### Brief 1
Answer these about the customer service predictions post:
(a) When was ChatGPT introduced?
(b) For how many years have the benchmark questions in the customer experience research been used?
(c) What is the first prediction on the list?
### Brief 2
Reproduce the passage of the customer service predictions post starting at "1. Smarter Customers" and ending at "than last year!".

(Document text Opens)

10 CX and Customer Service Predictions for 2024 (Part 1)

GUEST POST from Shep Hyken

Here we are at the beginning of 2024. The big trends in customer service and customer experience (CX) revolve around technology. Generative AI has been around for a while. Then along came technologies like ChatGPT, which was introduced at the end of 2022. Hardly any consumers understood what it was—or how powerful. Six months into 2023 a large percentage of consumers still didn’t know, but that has changed, and I’ll share my prediction about ChatGPT-type technologies in the list. In addition, our customer experience research has benchmark questions we’ve used for three or more years to track trends, some of which influenced what is included below. So, here are the first five of ten customer service and experience trends and predictions for 2024:

1. Smarter Customers — I have started my annual predictions with this same one for many years. Our customers are smarter and more demanding than ever (again). Customer service and CX continue to be a focus for most companies. The ones that get it right have taught all customers what good customer service looks like. It doesn’t matter if you’re selling B2C or B2B. All customers are consumers and have experienced brands that deliver an exceptional experience. And those rock star brands are the ones you are now compared to. So don’t just look at your competitors and think you need to be as good as them. Look at the best companies—in any industry—and let them help set your benchmarks. Once again, customers are smarter than last year!

(Document text Closes)
(Extracted records Opens)

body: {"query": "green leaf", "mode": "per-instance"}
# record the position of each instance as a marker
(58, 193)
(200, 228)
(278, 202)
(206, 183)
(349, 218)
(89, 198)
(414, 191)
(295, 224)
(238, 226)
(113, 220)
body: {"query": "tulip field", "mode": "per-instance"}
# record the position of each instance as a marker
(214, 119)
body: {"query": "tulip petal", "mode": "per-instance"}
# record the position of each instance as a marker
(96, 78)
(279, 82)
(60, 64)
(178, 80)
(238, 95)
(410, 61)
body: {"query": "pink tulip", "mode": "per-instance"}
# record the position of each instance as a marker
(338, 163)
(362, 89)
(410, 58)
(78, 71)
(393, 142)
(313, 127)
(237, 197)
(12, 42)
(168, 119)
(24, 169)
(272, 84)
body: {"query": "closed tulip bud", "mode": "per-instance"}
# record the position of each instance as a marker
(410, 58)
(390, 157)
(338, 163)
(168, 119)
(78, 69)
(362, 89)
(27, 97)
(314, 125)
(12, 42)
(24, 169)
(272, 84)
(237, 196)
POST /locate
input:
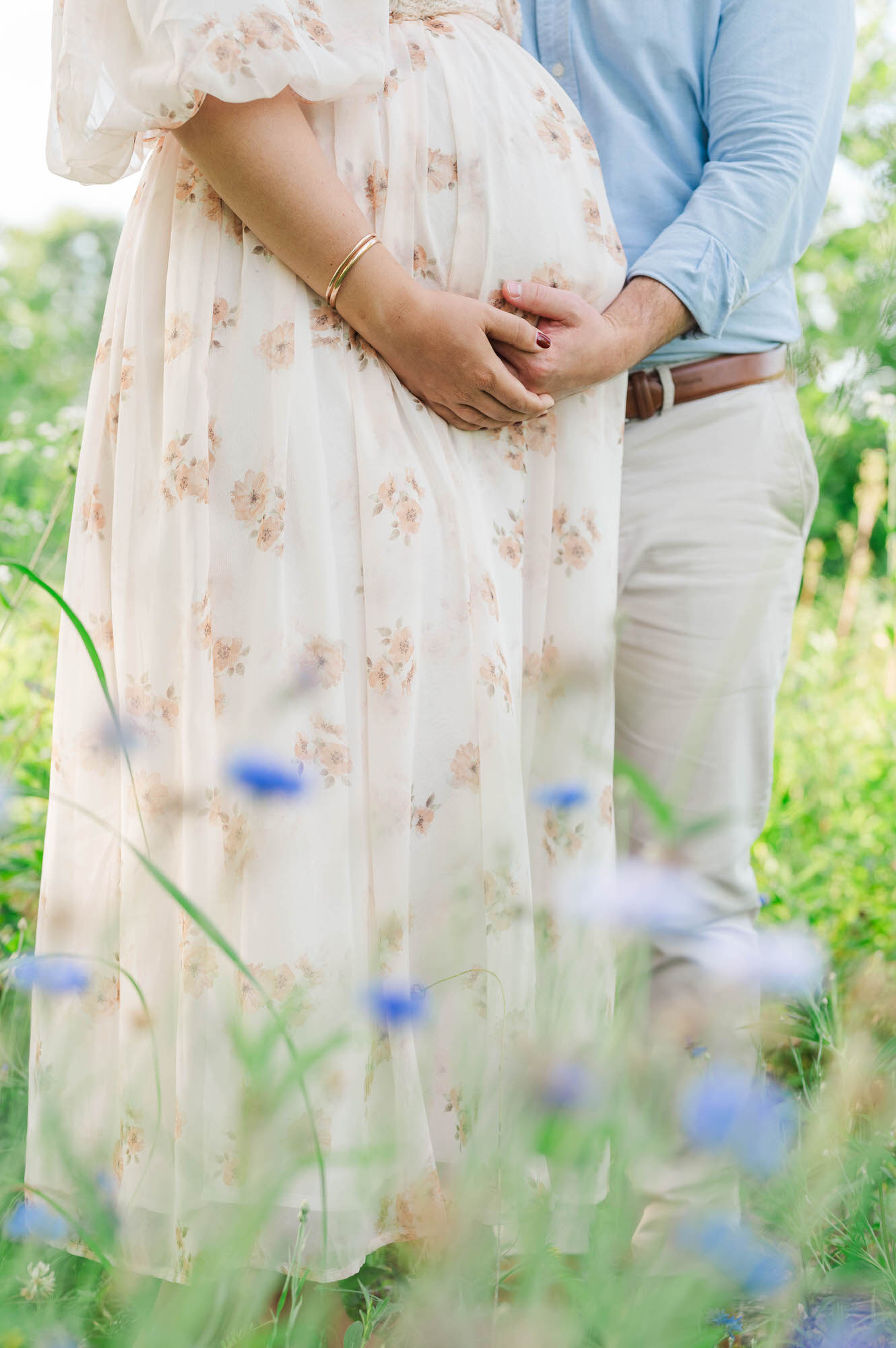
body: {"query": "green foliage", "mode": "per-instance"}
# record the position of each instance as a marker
(847, 285)
(829, 850)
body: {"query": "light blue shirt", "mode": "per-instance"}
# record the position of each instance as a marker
(717, 123)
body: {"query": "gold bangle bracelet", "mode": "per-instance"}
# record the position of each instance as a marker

(Extracted records Closes)

### Solution 1
(a) At the end of 2022.
(b) Three or more years.
(c) Smarter Customers.

### Solution 2
1. Smarter Customers — I have started my annual predictions with this same one for many years. Our customers are smarter and more demanding than ever (again). Customer service and CX continue to be a focus for most companies. The ones that get it right have taught all customers what good customer service looks like. It doesn’t matter if you’re selling B2C or B2B. All customers are consumers and have experienced brands that deliver an exceptional experience. And those rock star brands are the ones you are now compared to. So don’t just look at your competitors and think you need to be as good as them. Look at the best companies—in any industry—and let them help set your benchmarks. Once again, customers are smarter than last year!